The Independent National Electoral Commission (INEC) has completed its timetable and schedule of activities for the 2027 general election, despite pending amendments to the Electoral Act by the National Assembly.

INEC Chairman, Mr Joash Amupitan, disclosed this on Wednesday in Abuja during a consultative meeting with civil society organisations.

Mr Amupitan said the commission had already submitted its recommendations and proposed changes to lawmakers, noting that aspects of the election calendar might still be adjusted depending on when the amended Electoral Act is passed.

He, however, stressed that the electoral umpire must continue preparations using the existing legal framework pending the conclusion of the legislative process and presidential assent to the revised law.

According to him, the commission cannot delay critical preparatory activities given the scale and complexity involved in conducting nationwide elections.

The development highlights INEC’s commitment to early planning for the 2027 polls, even as stakeholders await legislative clarity that could shape parts of the electoral process.

Yesterday, the Senate again failed to conclude deliberations on the proposed amendment to the Electoral Act after several hours in a closed-door executive session. The closed session lasted about five hours.

COLLECTED MATERIAL -

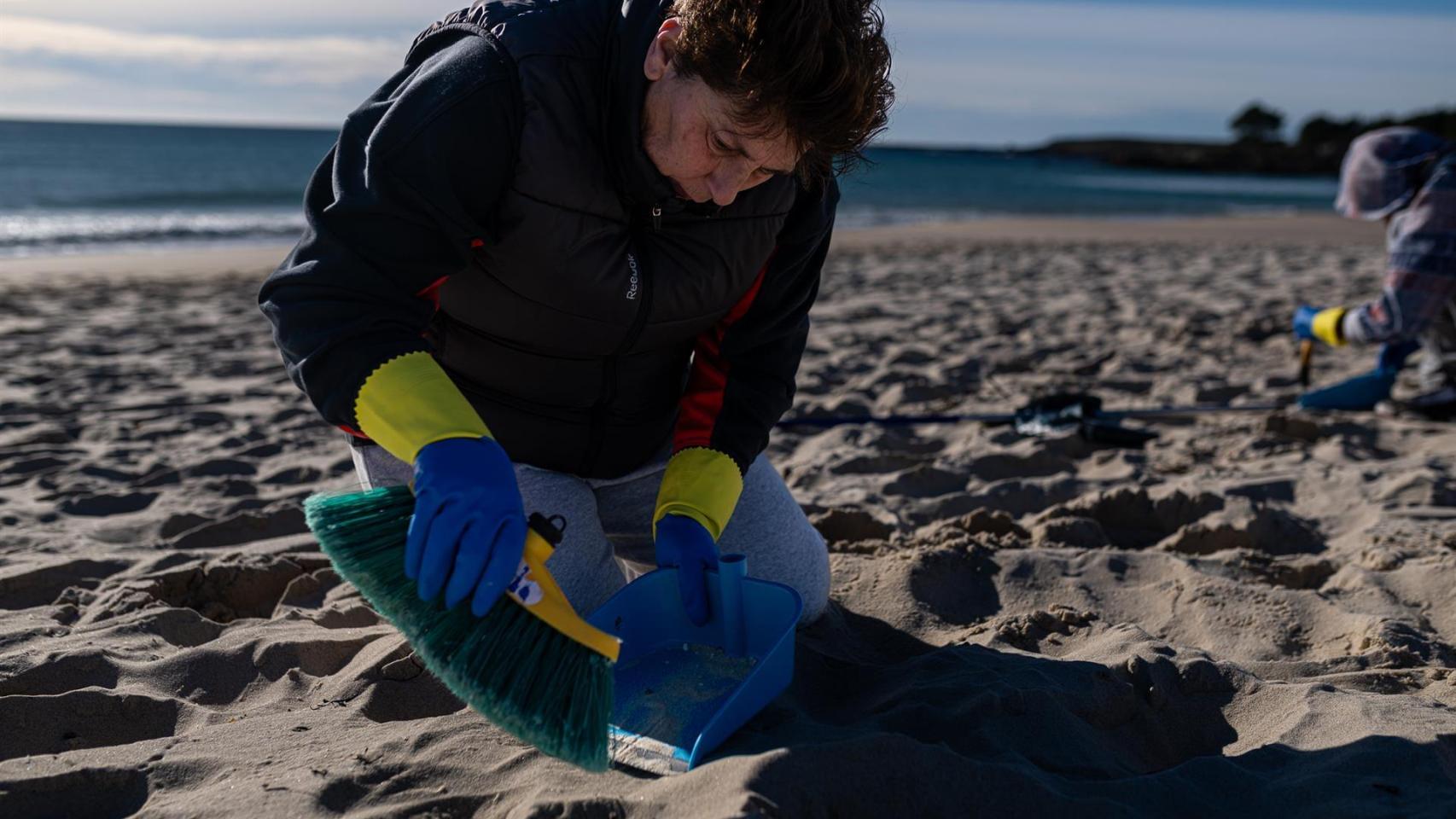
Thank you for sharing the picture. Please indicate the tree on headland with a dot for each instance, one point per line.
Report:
(1257, 124)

QUESTIONS ON THE MATERIAL -
• a. In the article on INEC's 2027 election timetable above, copy out the stretch from "The Independent National" through "the National Assembly.".
• b. In the INEC election article, how long did the Senate's closed-door executive session on the Electoral Act amendment last?
• c. Pick up the article on INEC's 2027 election preparations after its final sentence and write the next part.

RESPONSES BY TASK -
• a.
The Independent National Electoral Commission (INEC) has completed its timetable and schedule of activities for the 2027 general election, despite pending amendments to the Electoral Act by the National Assembly.

• b. The closed session lasted about five hours.

• c.
Lawmakers dissolved into the executive session shortly after plenary commenced, to consider the report of an ad hoc committee set up to harmonise senators’ inputs on the Electoral Act Amendment Bill.

When plenary resumed, the Senate President, Mr Godswill Akpabio, did not disclose details of the discussions on the bill.

Despite repeated executive sessions, the upper chamber has yet to pass the bill, marking the third unsuccessful attempt in two weeks.

The Senate, however, said it will not rush the bill, citing the volume of post-election litigation after the 2023 polls and the need for careful legislative scrutiny.

Last week, the red chamber of the federal parliament constituted a seven-member ad hoc committee after an earlier three-hour executive session to further scrutinise the proposed amendments.